> [WRITTEN PROBLEM]: List each line in the entries below that contains the word "green", copying every such line in full.

──────────

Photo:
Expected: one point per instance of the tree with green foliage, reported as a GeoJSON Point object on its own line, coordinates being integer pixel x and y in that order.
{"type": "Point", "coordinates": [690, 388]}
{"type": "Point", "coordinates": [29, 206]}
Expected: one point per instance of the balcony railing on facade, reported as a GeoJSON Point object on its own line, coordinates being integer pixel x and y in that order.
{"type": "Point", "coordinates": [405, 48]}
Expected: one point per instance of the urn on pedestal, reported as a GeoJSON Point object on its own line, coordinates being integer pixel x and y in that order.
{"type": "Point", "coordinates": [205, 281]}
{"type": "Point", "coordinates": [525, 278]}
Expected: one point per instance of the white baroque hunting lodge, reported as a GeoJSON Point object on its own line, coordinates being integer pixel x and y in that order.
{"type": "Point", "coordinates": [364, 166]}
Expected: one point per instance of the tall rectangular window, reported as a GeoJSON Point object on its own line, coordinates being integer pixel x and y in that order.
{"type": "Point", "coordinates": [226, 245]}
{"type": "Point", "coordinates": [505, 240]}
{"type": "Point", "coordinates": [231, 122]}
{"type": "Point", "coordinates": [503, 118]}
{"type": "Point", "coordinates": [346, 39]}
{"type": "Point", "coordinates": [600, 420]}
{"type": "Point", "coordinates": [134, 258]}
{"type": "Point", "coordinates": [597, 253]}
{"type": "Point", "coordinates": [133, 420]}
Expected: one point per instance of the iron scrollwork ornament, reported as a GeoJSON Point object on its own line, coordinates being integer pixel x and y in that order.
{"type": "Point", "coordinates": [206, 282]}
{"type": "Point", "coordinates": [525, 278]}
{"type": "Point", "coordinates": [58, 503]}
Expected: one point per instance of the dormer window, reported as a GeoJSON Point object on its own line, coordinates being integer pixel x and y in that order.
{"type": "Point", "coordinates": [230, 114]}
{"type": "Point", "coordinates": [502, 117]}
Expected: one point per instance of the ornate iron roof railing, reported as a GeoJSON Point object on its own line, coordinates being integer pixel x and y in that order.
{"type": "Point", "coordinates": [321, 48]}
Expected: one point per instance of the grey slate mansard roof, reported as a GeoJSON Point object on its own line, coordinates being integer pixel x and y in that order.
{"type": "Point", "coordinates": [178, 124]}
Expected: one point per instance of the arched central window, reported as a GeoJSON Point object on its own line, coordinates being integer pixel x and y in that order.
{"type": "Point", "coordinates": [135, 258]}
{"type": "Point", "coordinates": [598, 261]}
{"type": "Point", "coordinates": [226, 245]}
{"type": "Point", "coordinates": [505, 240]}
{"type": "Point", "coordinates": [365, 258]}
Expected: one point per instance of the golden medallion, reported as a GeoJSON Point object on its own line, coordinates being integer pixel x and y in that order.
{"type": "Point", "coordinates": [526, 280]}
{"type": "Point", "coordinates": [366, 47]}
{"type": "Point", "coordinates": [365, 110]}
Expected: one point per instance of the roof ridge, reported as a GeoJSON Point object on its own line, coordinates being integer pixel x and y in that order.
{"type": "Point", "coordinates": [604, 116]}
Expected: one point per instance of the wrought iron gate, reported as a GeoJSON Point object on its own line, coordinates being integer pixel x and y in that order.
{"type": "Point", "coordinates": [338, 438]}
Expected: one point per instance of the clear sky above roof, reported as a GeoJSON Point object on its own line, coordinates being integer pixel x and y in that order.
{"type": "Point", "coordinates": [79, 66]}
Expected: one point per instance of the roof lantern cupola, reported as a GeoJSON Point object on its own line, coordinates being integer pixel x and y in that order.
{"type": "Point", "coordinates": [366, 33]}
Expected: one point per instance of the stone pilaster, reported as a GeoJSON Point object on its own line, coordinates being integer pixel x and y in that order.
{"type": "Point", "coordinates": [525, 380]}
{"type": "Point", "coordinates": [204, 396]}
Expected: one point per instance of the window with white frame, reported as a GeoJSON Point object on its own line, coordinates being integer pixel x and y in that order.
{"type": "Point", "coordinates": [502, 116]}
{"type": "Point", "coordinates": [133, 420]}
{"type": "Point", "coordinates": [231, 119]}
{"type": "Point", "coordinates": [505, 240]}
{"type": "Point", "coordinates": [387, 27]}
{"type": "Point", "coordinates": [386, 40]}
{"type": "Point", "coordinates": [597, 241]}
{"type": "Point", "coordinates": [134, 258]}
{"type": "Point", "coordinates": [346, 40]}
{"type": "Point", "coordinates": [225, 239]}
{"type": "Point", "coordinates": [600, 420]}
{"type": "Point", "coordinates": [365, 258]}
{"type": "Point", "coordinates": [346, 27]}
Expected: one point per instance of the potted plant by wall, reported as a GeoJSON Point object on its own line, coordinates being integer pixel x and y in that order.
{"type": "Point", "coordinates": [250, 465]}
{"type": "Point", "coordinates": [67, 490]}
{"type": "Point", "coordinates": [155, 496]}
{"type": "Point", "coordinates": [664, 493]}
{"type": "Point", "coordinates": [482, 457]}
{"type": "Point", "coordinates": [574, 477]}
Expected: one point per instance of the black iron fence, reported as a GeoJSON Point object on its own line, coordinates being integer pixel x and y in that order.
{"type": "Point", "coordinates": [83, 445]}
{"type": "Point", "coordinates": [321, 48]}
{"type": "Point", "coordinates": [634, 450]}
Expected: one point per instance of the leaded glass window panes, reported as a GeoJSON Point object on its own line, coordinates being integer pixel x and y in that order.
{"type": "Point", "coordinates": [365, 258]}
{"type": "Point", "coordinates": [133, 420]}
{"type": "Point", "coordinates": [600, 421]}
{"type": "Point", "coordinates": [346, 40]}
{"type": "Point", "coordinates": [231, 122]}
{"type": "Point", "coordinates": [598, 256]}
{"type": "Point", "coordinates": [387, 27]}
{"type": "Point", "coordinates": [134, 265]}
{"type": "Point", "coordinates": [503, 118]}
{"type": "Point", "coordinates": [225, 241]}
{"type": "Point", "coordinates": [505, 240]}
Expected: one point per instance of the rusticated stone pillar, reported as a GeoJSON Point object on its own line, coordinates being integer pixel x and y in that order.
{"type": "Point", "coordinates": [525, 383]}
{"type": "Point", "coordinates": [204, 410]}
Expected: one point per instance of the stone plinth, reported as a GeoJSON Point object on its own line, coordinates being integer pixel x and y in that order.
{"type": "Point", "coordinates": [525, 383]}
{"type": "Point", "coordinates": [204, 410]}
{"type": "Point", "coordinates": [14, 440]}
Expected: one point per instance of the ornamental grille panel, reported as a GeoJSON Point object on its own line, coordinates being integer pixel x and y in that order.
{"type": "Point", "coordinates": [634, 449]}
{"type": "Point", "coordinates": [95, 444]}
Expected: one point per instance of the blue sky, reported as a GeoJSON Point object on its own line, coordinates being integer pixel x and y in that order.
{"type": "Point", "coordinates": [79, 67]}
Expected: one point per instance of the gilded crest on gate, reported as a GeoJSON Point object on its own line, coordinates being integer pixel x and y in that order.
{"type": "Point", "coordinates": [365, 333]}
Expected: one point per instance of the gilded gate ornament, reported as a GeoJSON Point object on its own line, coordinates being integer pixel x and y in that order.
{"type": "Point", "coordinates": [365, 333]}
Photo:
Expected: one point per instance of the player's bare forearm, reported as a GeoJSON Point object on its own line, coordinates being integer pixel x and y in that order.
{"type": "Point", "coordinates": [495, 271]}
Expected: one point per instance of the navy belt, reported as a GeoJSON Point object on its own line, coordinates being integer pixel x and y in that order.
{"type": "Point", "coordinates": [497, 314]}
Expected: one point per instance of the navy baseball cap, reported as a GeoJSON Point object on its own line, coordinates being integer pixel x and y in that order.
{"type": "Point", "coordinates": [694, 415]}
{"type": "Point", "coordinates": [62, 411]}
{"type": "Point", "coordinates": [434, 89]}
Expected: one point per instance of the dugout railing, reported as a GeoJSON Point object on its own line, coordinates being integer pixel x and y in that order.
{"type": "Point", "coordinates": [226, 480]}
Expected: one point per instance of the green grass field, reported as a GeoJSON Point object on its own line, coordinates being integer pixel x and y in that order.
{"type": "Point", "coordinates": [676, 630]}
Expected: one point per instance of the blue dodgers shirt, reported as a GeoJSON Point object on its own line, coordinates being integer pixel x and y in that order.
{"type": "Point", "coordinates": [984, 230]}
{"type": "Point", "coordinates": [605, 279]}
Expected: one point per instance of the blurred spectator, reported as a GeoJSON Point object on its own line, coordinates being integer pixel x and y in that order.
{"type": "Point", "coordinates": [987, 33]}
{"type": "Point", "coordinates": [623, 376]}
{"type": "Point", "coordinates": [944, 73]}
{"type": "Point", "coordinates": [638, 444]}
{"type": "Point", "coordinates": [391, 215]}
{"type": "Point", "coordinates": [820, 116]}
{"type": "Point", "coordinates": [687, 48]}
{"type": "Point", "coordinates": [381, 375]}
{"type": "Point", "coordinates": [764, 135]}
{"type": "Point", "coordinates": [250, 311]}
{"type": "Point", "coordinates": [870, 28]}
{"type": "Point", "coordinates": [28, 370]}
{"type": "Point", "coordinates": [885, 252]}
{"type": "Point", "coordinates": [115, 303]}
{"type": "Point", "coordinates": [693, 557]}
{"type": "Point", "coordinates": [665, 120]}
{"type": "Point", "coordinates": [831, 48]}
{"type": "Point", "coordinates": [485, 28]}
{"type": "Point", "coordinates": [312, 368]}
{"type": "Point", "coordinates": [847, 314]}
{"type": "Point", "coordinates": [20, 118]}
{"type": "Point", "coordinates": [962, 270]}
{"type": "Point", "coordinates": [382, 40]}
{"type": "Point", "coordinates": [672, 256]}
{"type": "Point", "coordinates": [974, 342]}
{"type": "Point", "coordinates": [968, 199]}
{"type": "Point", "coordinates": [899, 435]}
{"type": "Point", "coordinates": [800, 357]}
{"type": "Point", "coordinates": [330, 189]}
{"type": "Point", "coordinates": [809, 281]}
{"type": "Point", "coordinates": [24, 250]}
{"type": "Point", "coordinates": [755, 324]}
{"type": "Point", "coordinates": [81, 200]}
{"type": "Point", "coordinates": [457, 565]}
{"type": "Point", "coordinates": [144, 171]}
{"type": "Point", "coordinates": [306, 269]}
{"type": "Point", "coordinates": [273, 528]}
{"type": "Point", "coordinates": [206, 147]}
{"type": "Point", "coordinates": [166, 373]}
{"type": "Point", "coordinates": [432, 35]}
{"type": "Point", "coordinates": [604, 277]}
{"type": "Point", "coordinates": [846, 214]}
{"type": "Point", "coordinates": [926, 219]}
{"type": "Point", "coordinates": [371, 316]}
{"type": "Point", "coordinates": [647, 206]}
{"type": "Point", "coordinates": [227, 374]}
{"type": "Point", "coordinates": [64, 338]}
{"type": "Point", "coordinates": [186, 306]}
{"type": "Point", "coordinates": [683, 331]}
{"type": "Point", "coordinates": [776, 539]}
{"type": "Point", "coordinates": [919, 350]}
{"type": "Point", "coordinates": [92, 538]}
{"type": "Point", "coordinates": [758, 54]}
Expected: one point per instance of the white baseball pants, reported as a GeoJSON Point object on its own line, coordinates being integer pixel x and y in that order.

──────────

> [WRITTEN ANSWER]:
Expected: one point per instance of the tree with green foliage, reported as a GeoJSON Point object on its own line, coordinates being integer pixel x and y in that order.
Expected: one point per instance of the green grass field, reported as a GeoJSON Point object on its own line, coordinates being integer pixel x and y in that order.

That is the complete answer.